- **PROBLEM DESCRIPTION**
Repeat each of the records below verbatim, line for line and in the same order.

- **INPUT RECORDS**
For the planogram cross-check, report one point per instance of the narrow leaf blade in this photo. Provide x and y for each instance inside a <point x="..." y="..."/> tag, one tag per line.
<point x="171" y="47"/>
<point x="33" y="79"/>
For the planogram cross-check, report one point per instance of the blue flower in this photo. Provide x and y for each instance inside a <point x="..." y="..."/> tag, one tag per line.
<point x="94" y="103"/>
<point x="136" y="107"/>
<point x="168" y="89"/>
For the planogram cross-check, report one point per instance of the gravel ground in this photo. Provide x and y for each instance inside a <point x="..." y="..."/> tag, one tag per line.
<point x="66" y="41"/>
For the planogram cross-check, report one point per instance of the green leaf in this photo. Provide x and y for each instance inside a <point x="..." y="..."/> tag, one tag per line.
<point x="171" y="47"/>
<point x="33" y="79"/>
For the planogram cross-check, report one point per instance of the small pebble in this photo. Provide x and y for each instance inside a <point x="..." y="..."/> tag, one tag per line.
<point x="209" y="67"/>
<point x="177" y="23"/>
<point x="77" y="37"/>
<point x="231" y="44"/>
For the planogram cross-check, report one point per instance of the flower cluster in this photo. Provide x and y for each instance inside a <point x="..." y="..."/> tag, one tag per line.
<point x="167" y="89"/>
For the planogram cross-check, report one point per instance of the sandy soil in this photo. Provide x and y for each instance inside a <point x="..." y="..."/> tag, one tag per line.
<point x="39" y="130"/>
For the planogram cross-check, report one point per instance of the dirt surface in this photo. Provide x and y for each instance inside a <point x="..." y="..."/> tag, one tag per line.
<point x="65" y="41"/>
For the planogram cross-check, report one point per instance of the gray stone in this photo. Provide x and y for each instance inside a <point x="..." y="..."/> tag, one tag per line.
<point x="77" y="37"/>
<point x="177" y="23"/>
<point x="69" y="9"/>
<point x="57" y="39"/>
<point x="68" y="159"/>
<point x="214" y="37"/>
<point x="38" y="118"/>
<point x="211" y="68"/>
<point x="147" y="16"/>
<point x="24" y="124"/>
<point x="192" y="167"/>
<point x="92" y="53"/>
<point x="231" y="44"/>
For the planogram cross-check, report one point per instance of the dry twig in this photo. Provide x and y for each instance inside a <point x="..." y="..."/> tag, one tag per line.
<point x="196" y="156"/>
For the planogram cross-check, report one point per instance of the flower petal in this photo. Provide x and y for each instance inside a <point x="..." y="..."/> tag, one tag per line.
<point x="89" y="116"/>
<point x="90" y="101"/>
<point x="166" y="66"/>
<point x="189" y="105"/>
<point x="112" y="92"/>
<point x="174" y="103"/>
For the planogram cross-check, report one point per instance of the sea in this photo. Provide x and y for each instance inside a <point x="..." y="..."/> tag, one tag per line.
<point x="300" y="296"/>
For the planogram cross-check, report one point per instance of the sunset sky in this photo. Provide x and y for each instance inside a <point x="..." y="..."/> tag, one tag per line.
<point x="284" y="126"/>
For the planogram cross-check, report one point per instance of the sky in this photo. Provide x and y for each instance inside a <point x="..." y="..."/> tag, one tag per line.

- **SOLUTION FOR THIS EXERCISE**
For the planogram cross-check, report one point per instance of the narrow leaf blade in this photo. Provide x and y for each instance inside a <point x="..." y="..."/> tag, one tag per line.
<point x="171" y="47"/>
<point x="33" y="79"/>
For the planogram cross-check, report one point per instance of the blue flower in this photo. Provide x and y for each instance inside a <point x="..." y="..."/> tag, one tag per line.
<point x="94" y="103"/>
<point x="136" y="107"/>
<point x="168" y="89"/>
For the planogram cross-check, report one point per instance of the gravel ground in this photo. Provide x and y for each instance inside a <point x="..." y="..."/> tag, one tag per line.
<point x="66" y="41"/>
For the planogram cross-check, report one point per instance of the green leaf in this photo. Provide x and y for each instance inside a <point x="..." y="..."/> tag, one tag per line.
<point x="171" y="47"/>
<point x="33" y="79"/>
For the planogram cross-check, report one point per instance of the small pebble in this photo. Provide x and y for each instance inside a <point x="..." y="..."/> tag, one tag per line.
<point x="209" y="67"/>
<point x="177" y="23"/>
<point x="77" y="37"/>
<point x="231" y="44"/>
For the planogram cross-check, report one point per instance of the flower cluster in this photo. Provide x and y for each instance inside a <point x="..." y="..."/> tag, one tag per line.
<point x="167" y="89"/>
For the planogram cross-check, report one point per instance of the sandy soil in this photo. Provide x and y for each instance inside a <point x="..." y="..."/> tag, one tag per line.
<point x="39" y="130"/>
For the planogram cross-check, report one point per instance of the dirt surface in this photo. Provide x and y for each instance inside a <point x="..." y="..."/> tag, one tag per line.
<point x="65" y="41"/>
For the planogram cross-check, report one point per instance of the gray stone in this photo. Provide x and y for each instance inside a <point x="..." y="..."/> tag, one tag per line.
<point x="77" y="37"/>
<point x="177" y="23"/>
<point x="69" y="9"/>
<point x="57" y="39"/>
<point x="68" y="159"/>
<point x="214" y="37"/>
<point x="38" y="118"/>
<point x="211" y="68"/>
<point x="147" y="16"/>
<point x="24" y="124"/>
<point x="192" y="167"/>
<point x="92" y="53"/>
<point x="231" y="44"/>
For the planogram cross-check, report one point per instance of the dry twig in this photo. Provide x and y for each instance inside a <point x="..." y="..."/> tag, one tag per line.
<point x="196" y="156"/>
For the planogram cross-check, report one point per instance of the flower petal in this photo. Provide x and y for each instance inside a <point x="..." y="..."/> tag, one tag per line.
<point x="89" y="116"/>
<point x="90" y="101"/>
<point x="166" y="66"/>
<point x="189" y="105"/>
<point x="112" y="92"/>
<point x="174" y="103"/>
For the planogram cross-check, report one point per instance of the sea in this photo. Provide x and y for each instance inside a <point x="..." y="..."/> tag, one tag per line.
<point x="300" y="296"/>
For the planogram cross-check, report one point per instance of the sunset sky in this photo. Provide x and y for each instance inside a <point x="..." y="..."/> tag, one tag per line.
<point x="284" y="126"/>
For the planogram cross-check, report one point per instance of the sky in this photo. Provide x and y for each instance inside a <point x="..." y="..."/> tag, one tag per line.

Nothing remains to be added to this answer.